Document section ▸
◆ ◆ ◆ ◆ ◆ ◆ ◆
The bottom line is you get an actionable audit of your legal text, showing exactly how to fix it before anyone reads it.

1. You feed the MCP your draft legal analysis—the facts and initial arguments that need vetting.
2. The MCP executes `validate_legal_reasoning`, which breaks down the text against US procedural standards (IRAC, Bluebook, etc.).
3. Your agent receives a structured report detailing every deficiency found: where the logic breaks, what citations are fake, or which jurisdiction is missing.

## Frequently Asked Questions

**Does it verify if cited cases actually exist?**
It catches the most common hallucination patterns — placeholder names like 'Smith v. Jones' and 'Doe v. Roe', weasel authority language like 'courts have generally held', and citations that lack proper Bluebook format. It cannot access legal databases to verify every case, but it forces the agent to provide full citation details (party names, reporter, court, year, specific holding) — which dramatically reduces fabrication because the agent must commit to verifiable specifics.

**Is it only for litigation or does it work for transactional law?**
The IRAC framework is most natural for litigation analysis, but the five pivots apply broadly. For transactional work: the 'syllogism' becomes 'does the contract structure achieve the stated objective?', 'authority' becomes 'is the statutory basis for this structure valid?', 'jurisdiction' becomes 'which state law governs this agreement?', and 'remedy' becomes 'what happens if the counterparty breaches?' The reasoning validation is universal — the domain language adapts.

**Does it generate legal advice?**
No. Legal Reasoning Prover generates zero content. It validates the STRUCTURE of legal reasoning — whether the argument follows IRAC, whether citations are properly formed, whether jurisdiction is identified, whether counter-arguments are addressed. The agent does the legal analysis; the tool proves whether that analysis is structurally sound. It is a reasoning quality gate, not a legal advisor.
◆ ◆ ◆ ◆ ◆ ◆ ◆
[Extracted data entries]
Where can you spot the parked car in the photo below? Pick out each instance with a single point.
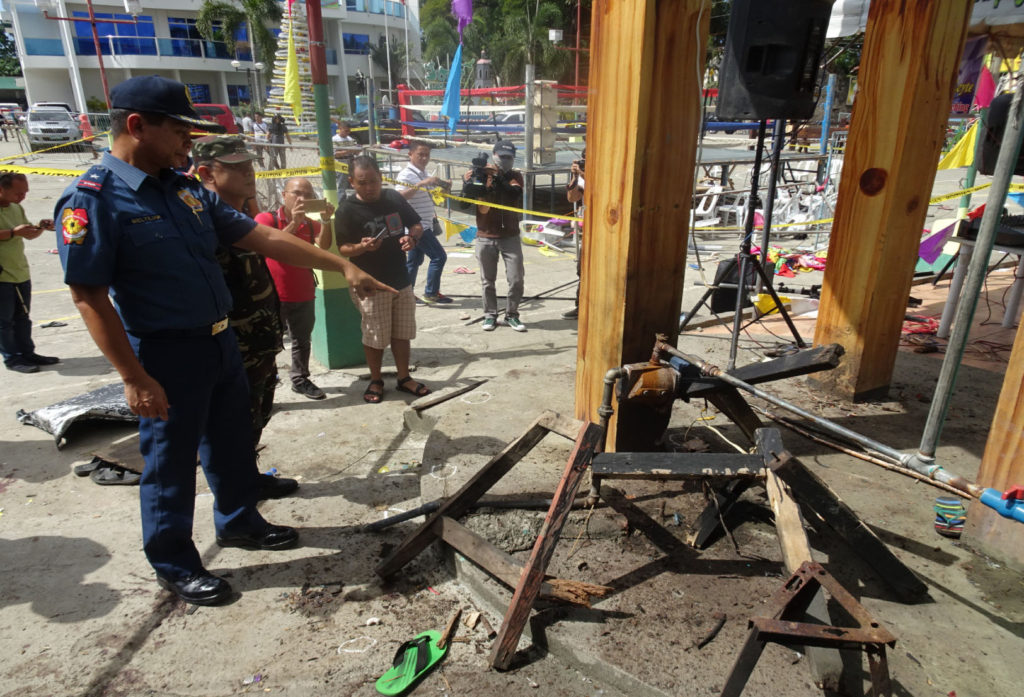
(48, 127)
(54, 104)
(387, 129)
(219, 113)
◆ ◆ ◆ ◆ ◆ ◆ ◆
Instructions ▸
(a) Can you summarize the Legal Reasoning Prover page in two sentences?
(b) Could you continue the Legal Reasoning Prover page from where it stops?

The responses ▸
(a) The tool takes a draft legal analysis, runs `validate_legal_reasoning` against US procedural standards such as IRAC and Bluebook, and returns a structured report of every deficiency, including broken logic, fake citations, or missing jurisdiction. It cannot check every case against legal databases, but it catches common hallucination patterns and forces full citation details; it also adapts to transactional law and generates no legal advice, validating only the structure of the reasoning.

(b)
**What input structure does `validate_legal_reasoning` require for optimal results?**
The tool requires structured legal analysis following the IRAC model (Issue, Rule, Application, Conclusion). Simply pasting raw text won't work; you must delineate specific sections to allow the agent to map facts element-by-element.

**Can `validate_legal_reasoning` compare multiple state jurisdictions at once?**
Yes, it forces consideration of choice-of-law principles. To analyze conflicts, you must specify the governing substantive law and define whether the analysis requires an *Erie* doctrine assessment.

**If I provide ambiguous facts to `validate_legal_reasoning`, how does it handle the error?**
It flags the structural deficiency. If the input premises are vague, the tool will refuse to proceed with a conclusion until you clarify the missing element or narrow the scope of the disputed facts.

**Are there usage rate limits when running `validate_legal_reasoning`?**
Vinkius manages API access and general rate limits apply. For high-volume legal audits, we recommend reviewing your account dashboard or batch processing through your preferred AI client.

**Is the analysis from `validate_legal_reasoning` restricted solely to U.S. Common Law?**
The tool is engineered specifically for US legal frameworks, enforcing Bluebook and ABA Model Rules compliance. While it can process non-US law, its required checks are limited to US jurisdiction concepts.